What you should do
Rewrite these lines with every "--output-mode corners" changed to "--output-mode xyxy" and everything else left as it is. Leave the pictures out of your answer.

Entries on locating named things

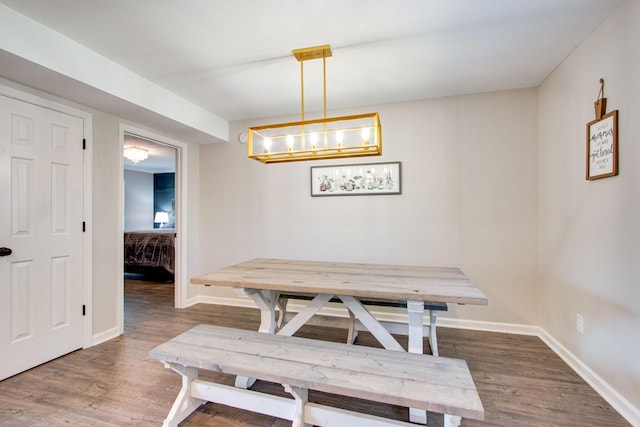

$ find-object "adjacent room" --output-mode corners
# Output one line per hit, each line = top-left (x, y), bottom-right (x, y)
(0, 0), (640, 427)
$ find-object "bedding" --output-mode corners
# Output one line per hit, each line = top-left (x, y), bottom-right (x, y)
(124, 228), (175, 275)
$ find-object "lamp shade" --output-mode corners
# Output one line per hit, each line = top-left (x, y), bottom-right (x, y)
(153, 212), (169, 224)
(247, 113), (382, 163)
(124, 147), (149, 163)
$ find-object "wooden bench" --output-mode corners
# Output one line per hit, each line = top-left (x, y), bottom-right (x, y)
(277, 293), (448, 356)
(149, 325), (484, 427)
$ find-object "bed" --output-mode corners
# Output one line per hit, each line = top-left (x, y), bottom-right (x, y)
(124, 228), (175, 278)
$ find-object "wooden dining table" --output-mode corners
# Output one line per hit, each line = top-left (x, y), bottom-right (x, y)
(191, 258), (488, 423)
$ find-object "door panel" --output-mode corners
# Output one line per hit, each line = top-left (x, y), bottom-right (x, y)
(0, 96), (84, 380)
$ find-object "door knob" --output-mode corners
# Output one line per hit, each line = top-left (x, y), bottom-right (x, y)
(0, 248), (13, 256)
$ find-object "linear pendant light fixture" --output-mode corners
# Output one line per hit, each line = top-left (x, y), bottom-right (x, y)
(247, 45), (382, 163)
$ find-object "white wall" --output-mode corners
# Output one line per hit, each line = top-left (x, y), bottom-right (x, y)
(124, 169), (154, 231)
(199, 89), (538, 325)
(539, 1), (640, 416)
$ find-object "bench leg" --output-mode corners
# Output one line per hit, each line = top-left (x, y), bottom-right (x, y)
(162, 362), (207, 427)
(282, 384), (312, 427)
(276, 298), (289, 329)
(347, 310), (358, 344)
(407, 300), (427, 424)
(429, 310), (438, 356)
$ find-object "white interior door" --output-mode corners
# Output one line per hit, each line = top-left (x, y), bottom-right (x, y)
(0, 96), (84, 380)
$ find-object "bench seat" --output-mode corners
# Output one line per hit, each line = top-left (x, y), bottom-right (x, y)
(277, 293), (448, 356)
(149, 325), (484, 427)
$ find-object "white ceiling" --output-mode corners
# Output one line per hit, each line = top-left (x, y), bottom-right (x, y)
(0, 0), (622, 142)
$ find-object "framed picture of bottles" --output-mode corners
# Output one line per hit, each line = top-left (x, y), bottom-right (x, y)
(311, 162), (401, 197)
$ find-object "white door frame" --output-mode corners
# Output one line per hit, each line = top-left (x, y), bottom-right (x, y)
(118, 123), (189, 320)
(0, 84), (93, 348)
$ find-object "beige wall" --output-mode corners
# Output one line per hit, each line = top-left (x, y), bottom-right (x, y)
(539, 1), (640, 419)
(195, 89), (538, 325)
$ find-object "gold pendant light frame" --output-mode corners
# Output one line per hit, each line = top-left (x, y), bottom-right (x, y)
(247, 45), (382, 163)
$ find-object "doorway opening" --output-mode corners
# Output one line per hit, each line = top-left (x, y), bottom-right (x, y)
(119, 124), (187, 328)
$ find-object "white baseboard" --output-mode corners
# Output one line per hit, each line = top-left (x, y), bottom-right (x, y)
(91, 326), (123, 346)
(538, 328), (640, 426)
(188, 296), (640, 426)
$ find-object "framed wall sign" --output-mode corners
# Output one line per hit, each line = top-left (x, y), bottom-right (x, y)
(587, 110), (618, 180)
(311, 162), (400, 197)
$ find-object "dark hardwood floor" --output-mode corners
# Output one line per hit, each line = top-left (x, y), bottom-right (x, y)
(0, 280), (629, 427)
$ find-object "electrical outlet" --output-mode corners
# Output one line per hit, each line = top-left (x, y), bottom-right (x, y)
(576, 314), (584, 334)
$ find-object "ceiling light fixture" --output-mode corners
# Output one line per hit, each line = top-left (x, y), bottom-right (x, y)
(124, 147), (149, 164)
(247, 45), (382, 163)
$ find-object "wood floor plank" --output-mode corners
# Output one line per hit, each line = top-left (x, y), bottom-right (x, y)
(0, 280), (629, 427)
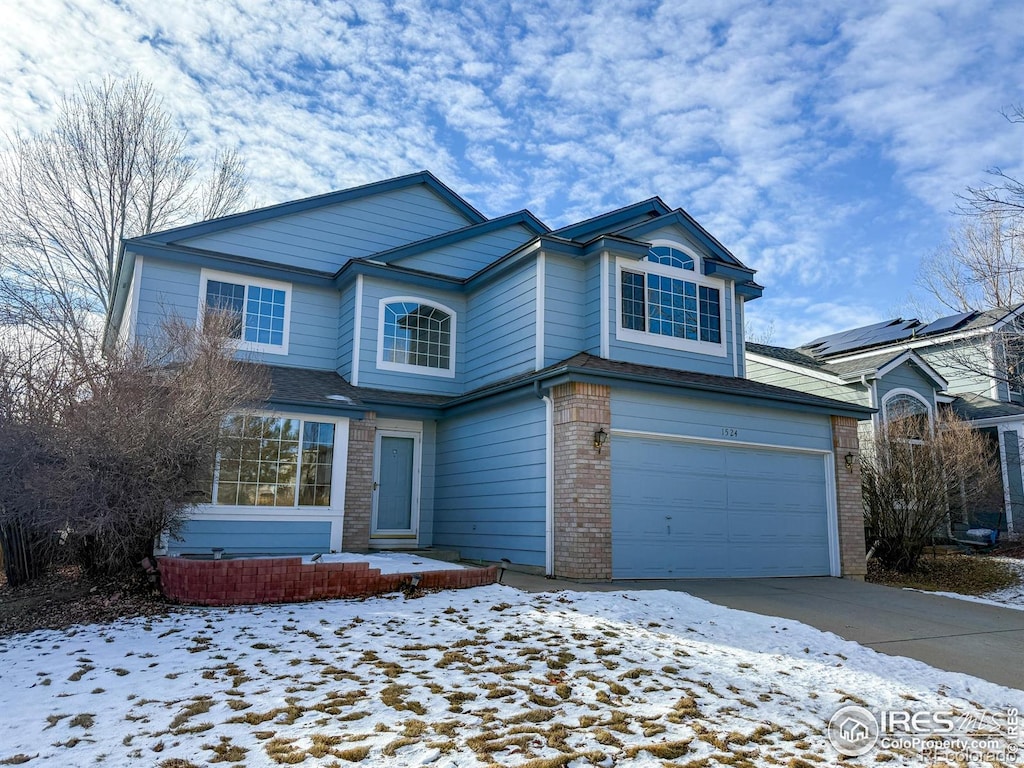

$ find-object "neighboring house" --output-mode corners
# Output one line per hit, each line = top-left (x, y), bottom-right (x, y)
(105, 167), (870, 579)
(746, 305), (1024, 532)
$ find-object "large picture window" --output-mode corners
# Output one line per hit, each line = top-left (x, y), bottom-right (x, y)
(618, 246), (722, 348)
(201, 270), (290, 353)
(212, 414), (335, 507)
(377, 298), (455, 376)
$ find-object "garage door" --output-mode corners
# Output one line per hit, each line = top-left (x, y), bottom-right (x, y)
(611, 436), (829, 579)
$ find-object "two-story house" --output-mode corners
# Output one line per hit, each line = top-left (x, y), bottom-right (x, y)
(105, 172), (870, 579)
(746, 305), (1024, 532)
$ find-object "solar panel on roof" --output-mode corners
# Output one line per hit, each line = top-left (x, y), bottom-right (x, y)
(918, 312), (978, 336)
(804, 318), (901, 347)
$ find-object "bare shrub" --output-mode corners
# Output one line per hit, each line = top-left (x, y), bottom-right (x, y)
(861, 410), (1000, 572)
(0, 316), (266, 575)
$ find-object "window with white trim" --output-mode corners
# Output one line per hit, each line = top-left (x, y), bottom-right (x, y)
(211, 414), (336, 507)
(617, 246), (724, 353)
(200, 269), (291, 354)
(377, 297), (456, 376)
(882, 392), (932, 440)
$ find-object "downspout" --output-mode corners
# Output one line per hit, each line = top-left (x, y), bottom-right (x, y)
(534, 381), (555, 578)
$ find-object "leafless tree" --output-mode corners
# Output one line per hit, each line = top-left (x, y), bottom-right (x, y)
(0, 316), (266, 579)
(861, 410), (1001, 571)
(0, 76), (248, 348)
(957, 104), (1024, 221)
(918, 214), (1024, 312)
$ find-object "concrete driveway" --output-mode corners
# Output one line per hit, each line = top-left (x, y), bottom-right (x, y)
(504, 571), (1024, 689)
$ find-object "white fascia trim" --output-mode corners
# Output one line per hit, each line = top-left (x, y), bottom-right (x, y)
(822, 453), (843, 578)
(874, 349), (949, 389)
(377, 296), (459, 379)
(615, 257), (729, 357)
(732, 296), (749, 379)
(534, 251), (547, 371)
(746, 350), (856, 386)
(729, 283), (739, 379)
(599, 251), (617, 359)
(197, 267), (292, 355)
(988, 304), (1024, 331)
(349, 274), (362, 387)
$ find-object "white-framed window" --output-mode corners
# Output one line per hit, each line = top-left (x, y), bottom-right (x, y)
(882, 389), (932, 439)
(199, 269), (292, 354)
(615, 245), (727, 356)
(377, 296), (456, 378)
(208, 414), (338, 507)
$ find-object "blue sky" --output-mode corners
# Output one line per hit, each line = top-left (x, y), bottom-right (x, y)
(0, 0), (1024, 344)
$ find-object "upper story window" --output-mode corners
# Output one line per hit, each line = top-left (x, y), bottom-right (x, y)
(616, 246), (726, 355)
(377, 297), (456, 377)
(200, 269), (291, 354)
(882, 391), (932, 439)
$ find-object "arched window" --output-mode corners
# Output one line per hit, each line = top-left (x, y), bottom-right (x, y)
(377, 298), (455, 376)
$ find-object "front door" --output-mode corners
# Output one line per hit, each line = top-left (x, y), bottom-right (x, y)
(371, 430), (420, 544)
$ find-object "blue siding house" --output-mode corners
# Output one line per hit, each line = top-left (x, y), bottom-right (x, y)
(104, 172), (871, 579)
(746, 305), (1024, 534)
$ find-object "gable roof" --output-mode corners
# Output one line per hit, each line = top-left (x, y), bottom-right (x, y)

Solution below
$ find-object "adjacent room" --output-mode xyxy
# Output one line per hit, each line = top-left (x, y), bottom-right (x, y)
(0, 0), (640, 427)
$ find-object "bedding" --output-mode xyxy
# Output one line per hit, each line = top-left (x, y), bottom-right (x, y)
(124, 228), (175, 275)
$ find-object "lamp shade" --output-mode xyxy
# Output one line per hit, each line = top-left (x, y), bottom-right (x, y)
(153, 212), (169, 224)
(247, 113), (382, 163)
(124, 147), (149, 163)
$ find-object "wooden bench" --output-mode xyxy
# Output one line per hit, each line = top-left (x, y), bottom-right (x, y)
(277, 293), (448, 356)
(149, 325), (484, 427)
$ find-object "bed" --output-mode xyxy
# Output one line per hit, each line = top-left (x, y), bottom-right (x, y)
(124, 228), (175, 278)
$ find-object "wooden dining table" --output-mode xyxy
# Output one line per hit, each line = top-left (x, y), bottom-right (x, y)
(191, 258), (488, 423)
$ find-object "door panel" --output-mode xyxy
# Output one line per hit, each line = top-left (x, y), bottom-right (x, y)
(0, 96), (84, 380)
$ find-object "door knob" --output-mode xyxy
# Output one line per hit, each line = top-left (x, y), bottom-right (x, y)
(0, 248), (13, 256)
$ find-object "linear pendant light fixture" --output-mode xyxy
# Output one line per hit, each line = top-left (x, y), bottom-right (x, y)
(247, 45), (382, 163)
$ find-object "white wall" --output-mode xyxy
# Output one line per hit, each line = top-left (x, y), bottom-right (x, y)
(124, 169), (154, 231)
(199, 89), (538, 325)
(539, 1), (640, 416)
$ find-object "bench leg" --output-mode xyxy
# Output one line per hit, each line = top-left (x, y), bottom-right (x, y)
(162, 362), (207, 427)
(282, 384), (312, 427)
(276, 298), (289, 329)
(347, 310), (358, 344)
(407, 300), (427, 424)
(429, 310), (438, 356)
$ find-object "white interior door" --output-mode xyxy
# Output one line per hit, each line = top-left (x, y), bottom-right (x, y)
(0, 96), (84, 380)
$ find-object "bench seat" --output-mode xyxy
# Output one line per hit, each line = top-left (x, y), bottom-right (x, y)
(277, 293), (448, 356)
(149, 325), (484, 427)
$ find-object "white ceiling" --output-mode xyxy
# Output one line per hit, each line = top-left (x, y), bottom-right (x, y)
(0, 0), (622, 142)
$ find-object "framed picture of bottles" --output-mode xyxy
# Output one line per hit, each line = top-left (x, y), bottom-right (x, y)
(311, 162), (401, 197)
$ find-object "white door frame" --output-mode xyxy
# Output one line per hit, each line = top-left (x, y), bottom-right (x, y)
(118, 123), (189, 320)
(0, 84), (93, 348)
$ find-object "beige wall" --output-mode xyxy
# Output one line per hit, each line = top-left (x, y), bottom-right (x, y)
(539, 1), (640, 419)
(195, 89), (538, 325)
$ find-object "gold pendant light frame" --output-mode xyxy
# Output one line per hit, each line = top-left (x, y), bottom-right (x, y)
(247, 45), (382, 163)
$ find-object "doorway opening" --output-mode xyxy
# Output one line per hit, each line = top-left (x, y), bottom-right (x, y)
(119, 124), (187, 328)
$ find-object "white baseboard" --output-mode xyxy
# Output one line per hit, each line = top-left (x, y), bottom-right (x, y)
(91, 326), (123, 346)
(538, 328), (640, 426)
(188, 296), (640, 426)
$ find-object "framed wall sign" --output-mode xyxy
# Output one line per hit, each line = top-left (x, y), bottom-right (x, y)
(587, 110), (618, 180)
(311, 162), (400, 197)
$ find-object "dark hardwood floor" --output-mode xyxy
# Output one line per hit, each line = top-left (x, y), bottom-right (x, y)
(0, 280), (629, 427)
$ find-object "electrical outlet" --output-mode xyxy
# Output one line per hit, each line = top-left (x, y), bottom-right (x, y)
(576, 314), (584, 334)
$ find-object "ceiling light fixture" --output-mode xyxy
# Output one line per hit, each line = top-left (x, y), bottom-right (x, y)
(124, 147), (149, 164)
(247, 45), (382, 163)
$ find-object "wood floor plank" --output-mode xyxy
# Output one line per hit, each line = top-left (x, y), bottom-right (x, y)
(0, 280), (629, 427)

$ find-object "neighboring house" --output-mode xyxy
# Output one line per hit, each line = top-left (x, y), bottom-right (x, y)
(105, 167), (870, 579)
(746, 305), (1024, 532)
$ find-object "large picture window" --output-mode xyxy
# Output one line per hit, each line = top-left (x, y), bottom-right (x, y)
(618, 246), (722, 348)
(201, 270), (290, 353)
(212, 414), (335, 507)
(377, 298), (455, 376)
$ find-object "garage door" --output-mode xyxy
# Output one line per hit, each line = top-left (x, y), bottom-right (x, y)
(611, 436), (829, 579)
$ find-object "two-story house" --output-mode xyxy
# Output one line per hit, each line = top-left (x, y), bottom-right (x, y)
(105, 172), (870, 579)
(746, 305), (1024, 532)
$ find-object "solar panel on roof" --output-mode xyxy
# Output one line per hit, each line = top-left (x, y), bottom-right (x, y)
(918, 312), (978, 336)
(804, 318), (901, 347)
$ find-object "bare shrub" --output-mode xyxy
# Output one line per hit, each line = top-left (x, y), bottom-right (x, y)
(861, 410), (1000, 572)
(0, 316), (266, 575)
$ find-object "window with white trim" --output-mode xyxy
# Output one line per hit, each line = top-left (x, y), bottom-right (x, y)
(211, 414), (336, 507)
(617, 246), (724, 353)
(200, 269), (291, 354)
(377, 297), (456, 376)
(882, 392), (932, 440)
$ find-object "downspout" --output-mode xyxy
# Output one line per hit, each line = top-left (x, y), bottom-right (x, y)
(534, 381), (555, 578)
$ find-object "leafless tree" --output-mode xyxy
# Output one line per hit, each line = top-left (x, y), bottom-right (x, y)
(0, 316), (266, 579)
(861, 410), (1001, 571)
(0, 76), (248, 348)
(957, 104), (1024, 221)
(918, 214), (1024, 312)
$ find-object "concrete driveway" --output-mode xyxy
# Output one line per hit, each line = top-left (x, y), bottom-right (x, y)
(504, 571), (1024, 689)
$ find-object "white fascia trim" --output-mode xyxy
# Output one line per hit, each line = top-left (x, y), bottom-right (x, y)
(822, 453), (843, 578)
(874, 349), (949, 389)
(377, 296), (459, 379)
(615, 257), (729, 357)
(732, 296), (749, 379)
(534, 251), (547, 371)
(746, 350), (856, 386)
(729, 283), (739, 379)
(599, 251), (617, 359)
(197, 267), (292, 355)
(988, 304), (1024, 331)
(349, 274), (362, 387)
$ find-object "white-framed window" --output-mode xyxy
# Output one line per hit, each line = top-left (x, y), bottom-right (x, y)
(882, 389), (932, 439)
(199, 269), (292, 354)
(615, 245), (727, 356)
(377, 296), (456, 378)
(208, 414), (338, 507)
$ find-object "blue sky" --output-mode xyxy
# Output one line per hit, each line = top-left (x, y), bottom-right (x, y)
(0, 0), (1024, 344)
$ find-object "upper story window" --output-mode xyxy
# Output one line per hit, each line = top-left (x, y), bottom-right (x, y)
(616, 246), (726, 355)
(377, 297), (456, 377)
(200, 269), (291, 354)
(882, 391), (932, 439)
$ find-object "arched window" --output-mode xyxy
# Output one line per hit, each line = top-left (x, y), bottom-right (x, y)
(377, 298), (455, 376)
$ find-object "front door" --output-mode xyxy
# Output one line per hit, each line = top-left (x, y), bottom-right (x, y)
(371, 430), (420, 544)
$ find-object "blue siding house" --output-mode xyxy
# Output one line per hit, each line = top-left (x, y), bottom-right (x, y)
(104, 172), (871, 579)
(746, 305), (1024, 534)
$ find-object "gable roof" --output-mode xyxy
# Output one line per hit, each line = top-left (x, y), bottom-right (x, y)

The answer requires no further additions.